Gestellte Aufgabe: Führe den Forenbeitrag über das Drosseln einer Netzwerkverbindung nach seinem letzten Satz weiter.

Ausgewählter Text:
....
# programm zum netzwerk drosseln ?



## Ch4oz (27. September 2002)

hi,
also erstmal vorweg,
ich hab kein plan von vb, bin ehrlich gesagt auch ncih daran interessiert es jetzt zu lernen 
aber ich dachte mir nur, ob es vieleicht ein programm gibt mit dem ich die geschwindigkeit einer netzwerkverbindung zu einem anderen rechner drosseln kann.
derzeit ist es eine 10 mbit verbindung.
es nervt mich tierisch das wenn der zweite rechner (meiner eltern) kazaa oder ähnliches anhat, udn mir somit meine internet geschwindigkeit total versauen,
oder wenn ich grad ma quake zock, und die laden da mit 80 k, oder haben ihren share randvoll udn somit wird der upload ausgelastet, ich meinen ping nur noch steigen seh,
bis hin zu unspielbarkeit.
also wenn mir einer vll sagen kann ob/wo es ein programm gibnt das meinen anforderungen nach kommen könnte wär ich wirklich super dankbar wenn derjenige das entweder hierher postet oder mir gleich per email an ch4oz@t-online.de oder chaos@clan-dgh.de senden kann.
....
Gespeicherte Einträge:

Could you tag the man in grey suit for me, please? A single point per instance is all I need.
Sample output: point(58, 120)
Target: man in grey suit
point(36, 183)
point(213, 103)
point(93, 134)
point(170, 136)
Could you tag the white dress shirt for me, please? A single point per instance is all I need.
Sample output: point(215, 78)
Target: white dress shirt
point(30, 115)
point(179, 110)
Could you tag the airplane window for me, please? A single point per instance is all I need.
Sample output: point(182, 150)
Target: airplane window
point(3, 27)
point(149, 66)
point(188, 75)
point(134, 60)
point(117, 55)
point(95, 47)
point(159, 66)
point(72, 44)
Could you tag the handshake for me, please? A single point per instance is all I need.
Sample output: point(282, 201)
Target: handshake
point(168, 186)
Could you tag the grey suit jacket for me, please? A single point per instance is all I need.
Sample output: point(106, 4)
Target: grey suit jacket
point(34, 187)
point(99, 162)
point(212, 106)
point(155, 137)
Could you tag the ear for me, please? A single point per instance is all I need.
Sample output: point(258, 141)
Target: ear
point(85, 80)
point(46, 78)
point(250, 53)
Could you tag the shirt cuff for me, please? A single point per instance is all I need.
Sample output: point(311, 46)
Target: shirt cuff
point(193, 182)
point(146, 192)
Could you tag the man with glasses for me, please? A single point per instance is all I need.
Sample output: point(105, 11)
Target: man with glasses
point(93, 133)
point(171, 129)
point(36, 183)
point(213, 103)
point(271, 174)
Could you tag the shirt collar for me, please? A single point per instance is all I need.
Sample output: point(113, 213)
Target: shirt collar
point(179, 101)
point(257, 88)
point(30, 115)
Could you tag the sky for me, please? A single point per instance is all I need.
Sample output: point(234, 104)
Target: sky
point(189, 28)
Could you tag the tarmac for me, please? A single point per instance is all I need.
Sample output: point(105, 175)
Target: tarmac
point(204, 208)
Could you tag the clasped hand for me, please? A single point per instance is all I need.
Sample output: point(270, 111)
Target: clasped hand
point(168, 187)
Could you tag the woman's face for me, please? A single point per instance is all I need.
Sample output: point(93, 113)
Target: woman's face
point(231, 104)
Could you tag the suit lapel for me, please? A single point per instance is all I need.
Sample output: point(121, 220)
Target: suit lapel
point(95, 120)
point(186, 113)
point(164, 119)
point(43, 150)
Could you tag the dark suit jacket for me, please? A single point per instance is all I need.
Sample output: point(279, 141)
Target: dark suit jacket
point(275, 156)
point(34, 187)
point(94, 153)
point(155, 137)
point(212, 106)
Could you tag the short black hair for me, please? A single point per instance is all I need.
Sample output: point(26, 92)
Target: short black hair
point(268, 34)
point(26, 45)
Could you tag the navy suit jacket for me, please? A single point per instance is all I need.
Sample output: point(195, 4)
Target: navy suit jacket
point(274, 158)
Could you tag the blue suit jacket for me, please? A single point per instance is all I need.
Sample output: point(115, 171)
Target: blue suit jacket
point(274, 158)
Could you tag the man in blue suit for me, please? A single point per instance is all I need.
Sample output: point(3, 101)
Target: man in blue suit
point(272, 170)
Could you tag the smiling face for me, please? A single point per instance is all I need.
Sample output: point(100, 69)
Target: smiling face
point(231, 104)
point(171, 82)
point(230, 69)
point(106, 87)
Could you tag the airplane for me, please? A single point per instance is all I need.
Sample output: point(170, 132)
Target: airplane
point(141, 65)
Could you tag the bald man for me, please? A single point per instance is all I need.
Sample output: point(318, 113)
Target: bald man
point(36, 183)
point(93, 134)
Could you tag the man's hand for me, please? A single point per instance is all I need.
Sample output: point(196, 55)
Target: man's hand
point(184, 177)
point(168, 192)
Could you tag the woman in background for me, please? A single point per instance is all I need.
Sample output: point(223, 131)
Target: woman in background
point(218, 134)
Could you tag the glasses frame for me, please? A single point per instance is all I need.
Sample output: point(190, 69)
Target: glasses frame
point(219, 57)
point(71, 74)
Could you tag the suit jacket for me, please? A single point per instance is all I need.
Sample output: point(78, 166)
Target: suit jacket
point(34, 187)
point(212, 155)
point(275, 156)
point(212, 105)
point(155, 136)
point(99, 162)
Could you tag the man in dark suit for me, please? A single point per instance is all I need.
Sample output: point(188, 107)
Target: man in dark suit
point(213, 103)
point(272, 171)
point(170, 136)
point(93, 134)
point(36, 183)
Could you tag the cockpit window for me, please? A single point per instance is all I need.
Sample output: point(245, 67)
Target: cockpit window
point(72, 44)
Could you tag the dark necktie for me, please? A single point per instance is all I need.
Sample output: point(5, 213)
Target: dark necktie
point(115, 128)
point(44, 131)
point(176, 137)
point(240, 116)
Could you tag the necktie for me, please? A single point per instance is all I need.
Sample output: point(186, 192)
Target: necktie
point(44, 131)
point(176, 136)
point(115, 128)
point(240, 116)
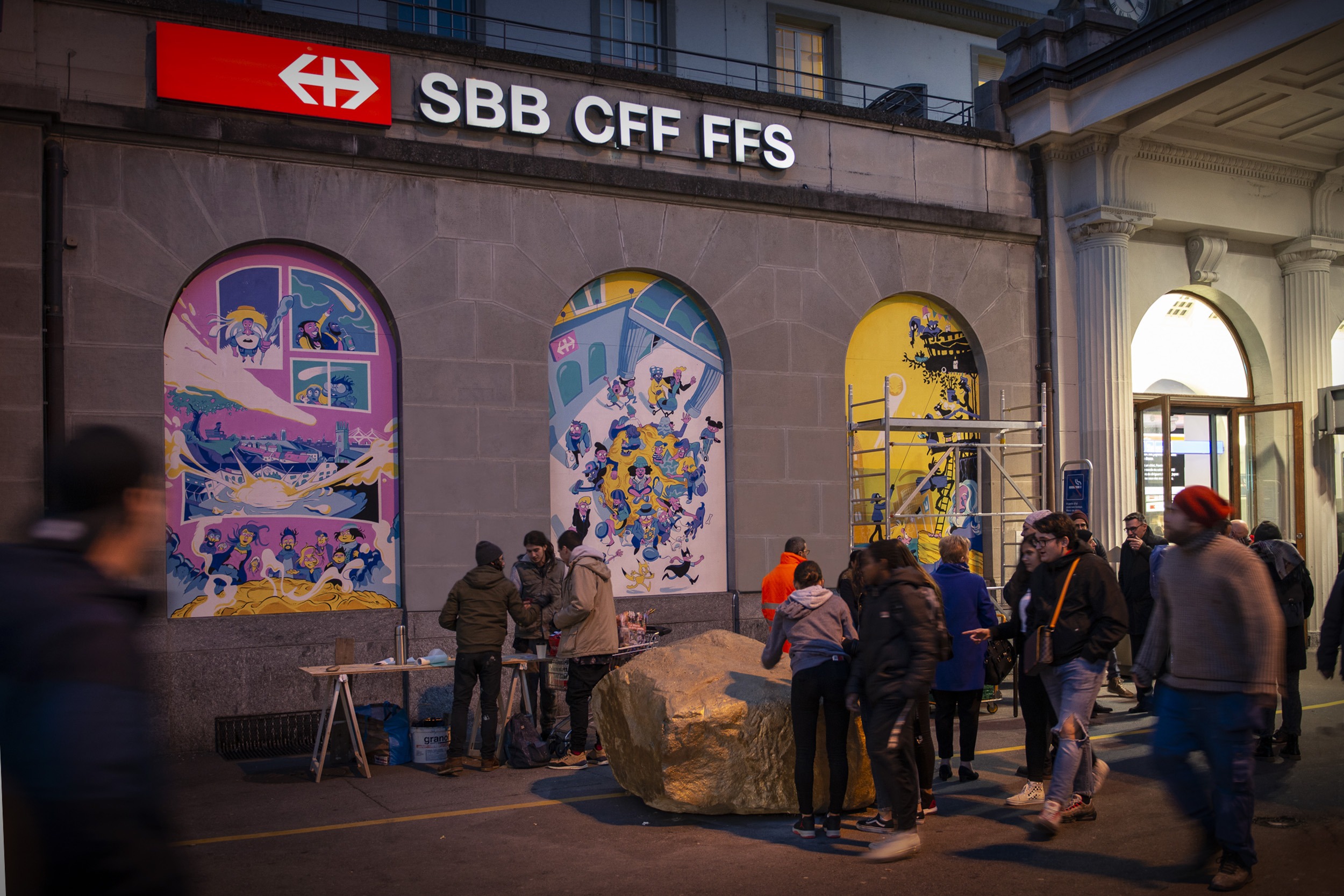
....
Verfasste Antwort:
natürlich isses auch besser als nicht sdas hier her zu schreiben aber email geht halt schneller 
schonmal danke im vorraus

mfg


----------



## Dario Linsky (27. September 2002)

und wieso brauchst du das in visual basic?


----------



## Ch4oz (28. September 2002)

hab ich nich gesagt hauptsache das ding an sich
in welcher form ist mir im prinzip egal


----------



## Dario Linsky (28. September 2002)

dann gehört das aber eher ins netzwerkforum.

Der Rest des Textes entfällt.